When a line in the data below includes "steering", pick it out and copy it.

Entries provided:
◇ ◇ ◇

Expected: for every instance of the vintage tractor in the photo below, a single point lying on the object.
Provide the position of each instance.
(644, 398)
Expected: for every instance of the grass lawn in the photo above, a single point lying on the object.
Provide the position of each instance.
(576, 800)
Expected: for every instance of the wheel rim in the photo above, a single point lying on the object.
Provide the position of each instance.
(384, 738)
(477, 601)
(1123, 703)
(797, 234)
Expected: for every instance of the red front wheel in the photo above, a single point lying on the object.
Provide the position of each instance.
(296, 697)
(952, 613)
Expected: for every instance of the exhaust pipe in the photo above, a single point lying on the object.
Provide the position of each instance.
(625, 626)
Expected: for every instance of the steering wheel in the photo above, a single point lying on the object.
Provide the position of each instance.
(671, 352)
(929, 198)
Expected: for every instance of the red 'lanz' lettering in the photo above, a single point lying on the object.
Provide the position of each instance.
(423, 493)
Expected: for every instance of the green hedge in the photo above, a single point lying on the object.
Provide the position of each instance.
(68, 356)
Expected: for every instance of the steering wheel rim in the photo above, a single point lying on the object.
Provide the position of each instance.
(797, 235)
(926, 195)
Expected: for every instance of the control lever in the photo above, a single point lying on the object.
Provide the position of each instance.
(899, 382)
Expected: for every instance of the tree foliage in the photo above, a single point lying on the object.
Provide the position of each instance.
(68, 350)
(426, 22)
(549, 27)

◇ ◇ ◇

Answer below:
Expected: for every instance of the steering wheel in the photo above, a single point lying on the object.
Expected: for every instance of the steering wheel rim in the photo above, a single point lying on the object.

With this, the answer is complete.